**Try it:** Set down the entries below once more, precisely as they stand.

**Collected data:**
────────────────────
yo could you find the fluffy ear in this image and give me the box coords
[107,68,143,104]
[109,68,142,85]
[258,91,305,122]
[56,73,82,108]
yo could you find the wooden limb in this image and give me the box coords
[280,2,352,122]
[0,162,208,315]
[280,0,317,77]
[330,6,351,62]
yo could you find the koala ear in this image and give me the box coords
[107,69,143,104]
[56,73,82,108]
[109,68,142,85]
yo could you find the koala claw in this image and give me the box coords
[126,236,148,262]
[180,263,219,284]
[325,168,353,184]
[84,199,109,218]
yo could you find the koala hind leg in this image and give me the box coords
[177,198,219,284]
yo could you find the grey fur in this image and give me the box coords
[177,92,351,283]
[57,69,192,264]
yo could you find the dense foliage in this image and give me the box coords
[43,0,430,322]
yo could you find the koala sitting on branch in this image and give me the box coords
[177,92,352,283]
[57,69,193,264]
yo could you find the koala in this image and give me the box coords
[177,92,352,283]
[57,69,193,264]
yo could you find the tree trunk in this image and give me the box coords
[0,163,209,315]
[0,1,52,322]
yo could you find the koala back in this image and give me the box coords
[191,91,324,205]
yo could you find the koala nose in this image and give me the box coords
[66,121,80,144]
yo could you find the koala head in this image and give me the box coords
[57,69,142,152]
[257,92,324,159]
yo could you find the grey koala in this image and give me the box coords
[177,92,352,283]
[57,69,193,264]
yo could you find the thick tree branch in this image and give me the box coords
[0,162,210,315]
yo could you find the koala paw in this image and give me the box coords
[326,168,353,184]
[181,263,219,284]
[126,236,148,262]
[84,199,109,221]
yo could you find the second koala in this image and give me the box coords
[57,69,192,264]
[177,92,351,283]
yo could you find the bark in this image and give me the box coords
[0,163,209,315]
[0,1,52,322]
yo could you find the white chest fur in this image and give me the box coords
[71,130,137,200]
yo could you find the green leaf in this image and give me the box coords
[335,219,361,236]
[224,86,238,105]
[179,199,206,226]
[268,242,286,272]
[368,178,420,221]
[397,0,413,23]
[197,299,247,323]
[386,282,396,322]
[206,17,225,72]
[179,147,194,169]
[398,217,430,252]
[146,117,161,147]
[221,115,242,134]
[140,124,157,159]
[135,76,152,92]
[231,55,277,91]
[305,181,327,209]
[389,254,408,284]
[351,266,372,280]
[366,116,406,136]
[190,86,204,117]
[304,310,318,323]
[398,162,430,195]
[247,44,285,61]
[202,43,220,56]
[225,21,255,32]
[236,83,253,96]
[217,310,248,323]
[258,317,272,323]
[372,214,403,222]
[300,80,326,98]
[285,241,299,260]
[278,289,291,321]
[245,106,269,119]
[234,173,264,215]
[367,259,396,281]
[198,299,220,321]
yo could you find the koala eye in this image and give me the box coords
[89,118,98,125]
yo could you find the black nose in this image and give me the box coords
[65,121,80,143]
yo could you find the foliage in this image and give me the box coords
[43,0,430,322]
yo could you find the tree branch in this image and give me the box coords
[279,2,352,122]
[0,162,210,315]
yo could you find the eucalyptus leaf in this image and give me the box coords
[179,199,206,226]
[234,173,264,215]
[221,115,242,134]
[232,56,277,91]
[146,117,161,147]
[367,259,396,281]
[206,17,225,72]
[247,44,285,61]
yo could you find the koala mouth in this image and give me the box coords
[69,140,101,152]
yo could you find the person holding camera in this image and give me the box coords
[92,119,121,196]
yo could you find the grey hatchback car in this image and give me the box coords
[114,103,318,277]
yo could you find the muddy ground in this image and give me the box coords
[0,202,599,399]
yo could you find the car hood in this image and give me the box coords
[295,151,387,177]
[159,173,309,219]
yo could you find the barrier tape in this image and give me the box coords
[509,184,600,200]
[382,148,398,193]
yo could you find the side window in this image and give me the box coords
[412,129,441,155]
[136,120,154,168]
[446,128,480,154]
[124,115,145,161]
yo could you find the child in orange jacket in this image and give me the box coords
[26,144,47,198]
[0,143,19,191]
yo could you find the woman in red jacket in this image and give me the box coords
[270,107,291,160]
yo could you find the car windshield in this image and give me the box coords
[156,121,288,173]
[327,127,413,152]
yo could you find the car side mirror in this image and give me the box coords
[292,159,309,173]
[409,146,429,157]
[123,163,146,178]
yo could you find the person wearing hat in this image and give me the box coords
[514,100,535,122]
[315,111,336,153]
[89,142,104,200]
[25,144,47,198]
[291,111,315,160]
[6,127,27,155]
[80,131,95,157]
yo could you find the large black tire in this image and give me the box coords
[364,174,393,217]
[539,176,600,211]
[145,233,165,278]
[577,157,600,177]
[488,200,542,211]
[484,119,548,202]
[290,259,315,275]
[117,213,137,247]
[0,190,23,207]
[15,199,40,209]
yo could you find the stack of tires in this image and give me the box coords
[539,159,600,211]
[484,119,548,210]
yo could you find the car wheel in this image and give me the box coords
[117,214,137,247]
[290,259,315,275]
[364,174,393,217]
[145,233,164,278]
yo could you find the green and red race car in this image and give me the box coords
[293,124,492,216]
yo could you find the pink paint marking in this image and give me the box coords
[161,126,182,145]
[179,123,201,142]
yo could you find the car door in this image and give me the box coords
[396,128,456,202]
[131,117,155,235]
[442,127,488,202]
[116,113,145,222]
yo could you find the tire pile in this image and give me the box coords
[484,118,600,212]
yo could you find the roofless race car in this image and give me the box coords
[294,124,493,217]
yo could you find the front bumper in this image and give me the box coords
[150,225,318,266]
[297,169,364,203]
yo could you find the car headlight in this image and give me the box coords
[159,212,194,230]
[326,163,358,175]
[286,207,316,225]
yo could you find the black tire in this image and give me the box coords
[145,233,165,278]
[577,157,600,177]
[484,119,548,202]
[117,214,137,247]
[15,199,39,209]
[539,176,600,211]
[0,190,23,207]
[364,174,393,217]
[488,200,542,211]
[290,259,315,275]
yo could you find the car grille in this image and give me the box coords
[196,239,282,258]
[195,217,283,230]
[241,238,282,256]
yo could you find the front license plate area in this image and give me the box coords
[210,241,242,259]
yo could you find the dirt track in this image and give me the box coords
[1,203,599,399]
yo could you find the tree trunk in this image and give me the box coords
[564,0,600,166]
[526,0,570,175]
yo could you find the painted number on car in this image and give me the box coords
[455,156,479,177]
────────────────────
**Solution to this exercise:**
yo could you find the fluffy ear in this image and give me the box coords
[107,68,143,104]
[109,68,142,85]
[258,91,305,122]
[56,73,82,108]
yo could you find the wooden limb in this image and give me the box coords
[280,2,352,122]
[0,162,208,315]
[280,0,317,77]
[330,6,351,62]
yo could you find the koala ear in this image and give me the box coords
[107,69,143,104]
[56,73,82,108]
[109,68,142,85]
yo could you find the koala claw in this image and give me the box coords
[126,236,148,262]
[180,263,219,284]
[325,168,353,184]
[84,199,109,218]
yo could you find the koala hind leg in this image and give me the box coords
[177,198,219,284]
yo could you find the grey fur in this image and give me the box coords
[177,92,351,283]
[57,69,192,264]
yo could you find the dense foliage in this image and give me the box coords
[43,0,430,322]
yo could you find the koala sitting on branch in this image and give me the box coords
[177,92,352,283]
[57,69,193,264]
yo could you find the koala in this image and give me the box coords
[177,92,352,283]
[57,69,193,264]
yo could you find the tree trunk in this image and give me the box coords
[0,163,209,315]
[0,1,52,322]
yo could you find the koala back in this image and give me the box coords
[191,91,324,205]
yo could you find the koala nose in this image and give me the box coords
[66,121,80,144]
yo could you find the koala head in this image and give me the box coords
[57,69,142,152]
[257,92,324,159]
yo could you find the grey koala in this image and give me the box coords
[177,92,352,283]
[57,69,193,264]
yo could you find the thick tree branch in this image and give me the box coords
[0,162,210,315]
yo could you find the koala paw in this image and give me the box coords
[326,168,353,184]
[181,263,219,284]
[126,236,148,262]
[84,199,109,221]
yo could you find the second koala in this image and give me the box coords
[57,69,192,264]
[177,92,351,283]
yo could you find the bark in this image and give me the box coords
[0,163,209,315]
[0,1,52,322]
yo could you find the white chest fur in this image and give me the box coords
[71,130,137,200]
yo could you find the green leaf in this image and give me the box coords
[335,219,361,236]
[224,86,238,105]
[179,199,206,226]
[268,242,286,272]
[368,178,420,221]
[397,0,413,23]
[197,299,247,323]
[386,282,396,322]
[206,17,225,72]
[179,147,194,169]
[398,217,430,252]
[146,117,161,147]
[221,115,242,134]
[140,124,157,159]
[135,76,152,92]
[231,55,277,91]
[305,181,327,209]
[389,254,408,284]
[351,266,372,280]
[366,116,406,136]
[190,86,204,117]
[304,310,318,323]
[398,162,430,195]
[247,44,285,61]
[202,43,220,56]
[225,21,255,32]
[236,83,253,96]
[217,310,248,323]
[258,317,272,323]
[372,214,403,222]
[300,80,326,98]
[285,241,299,260]
[278,289,291,321]
[245,106,269,119]
[234,173,264,215]
[367,259,396,281]
[198,299,220,321]
yo could you find the koala eye in this image and give me the box coords
[89,118,98,125]
yo could you find the black nose in this image and give me the box coords
[65,121,80,143]
yo could you find the foliage in this image and give me the box coords
[43,0,430,322]
yo could you find the tree branch in this image and give me the box coords
[279,2,352,122]
[0,162,210,315]
yo could you find the eucalyptus leaf in this image and give me the box coords
[179,199,206,226]
[234,173,264,215]
[221,115,242,134]
[232,56,277,91]
[146,117,161,147]
[367,259,396,281]
[206,17,225,72]
[247,44,285,61]
yo could you find the koala mouth in this image and give me the box coords
[69,140,101,152]
yo could you find the person holding camera in this image and give me the box coords
[92,119,121,196]
yo could you find the grey hatchback car in this image and give me the box coords
[114,103,318,277]
yo could you find the muddy ground in this image and give me the box coords
[0,202,599,399]
yo could you find the car hood in this image and give me the box coords
[295,151,387,177]
[159,173,309,219]
yo could you find the barrier tape in this image and give me the box coords
[509,184,600,200]
[382,148,398,193]
yo could you find the side window in this image and give me the box coords
[412,129,441,155]
[136,120,154,168]
[446,128,480,154]
[124,115,145,161]
yo could you find the child in orange jacket in this image and give me the box coords
[26,144,47,198]
[0,143,19,191]
yo could you find the woman in red jacket in this image and give me the box coords
[270,107,291,160]
yo could you find the car windshield in this image and give me the box coords
[156,121,288,173]
[327,127,413,152]
yo could you find the car side mirror in this image and give me the box coords
[292,159,309,173]
[409,146,429,157]
[123,163,146,178]
yo could you find the person wearing hat in this image and give me the box coords
[514,100,535,122]
[315,111,336,153]
[89,142,104,200]
[25,144,47,198]
[291,111,315,160]
[6,127,27,155]
[80,131,95,157]
yo could you find the large black tire in this image and give me the box coords
[364,174,393,217]
[539,176,600,211]
[145,233,165,278]
[577,157,600,177]
[488,200,542,211]
[484,119,548,202]
[290,259,315,275]
[117,213,137,247]
[0,190,23,207]
[15,199,40,209]
yo could you find the stack of tires in this image and give me the box coords
[539,159,600,211]
[484,119,548,210]
yo could you find the car wheel in this image and give me the box coords
[117,214,137,247]
[290,259,315,275]
[364,174,393,217]
[145,233,164,278]
yo could you find the green and red race car in this image and give me the box coords
[293,124,492,216]
yo could you find the pink paint marking in this image and give me the box coords
[161,126,182,145]
[179,123,201,142]
yo could you find the car door in this image and give me the box coords
[396,128,456,202]
[131,117,155,235]
[442,127,488,202]
[116,113,145,222]
yo could you find the tire pile in this image and give me the box coords
[484,118,600,212]
yo could you find the roofless race car in this image and give me the box coords
[294,124,493,217]
yo could you find the front bumper in this image and give me the box coords
[150,225,318,266]
[297,169,364,203]
yo could you find the car headlight in this image and give me the box coords
[159,212,194,230]
[326,163,358,175]
[286,207,316,225]
yo could you find the black tire in this image and give me the box coords
[145,233,165,278]
[577,157,600,177]
[484,119,548,202]
[117,214,137,247]
[15,199,39,209]
[539,176,600,211]
[0,190,23,207]
[364,174,393,217]
[488,200,542,211]
[290,259,315,275]
yo could you find the car grille in this image and give me the box coords
[196,239,282,258]
[195,217,283,230]
[241,238,282,256]
yo could you find the front license plate area in this image and give me the box coords
[210,241,242,259]
yo could you find the dirt track in this image and give me the box coords
[1,203,599,399]
yo could you find the tree trunk in this image and give me the box coords
[564,0,600,166]
[526,0,570,175]
yo could you find the painted number on car in this image and give me the box coords
[455,156,479,177]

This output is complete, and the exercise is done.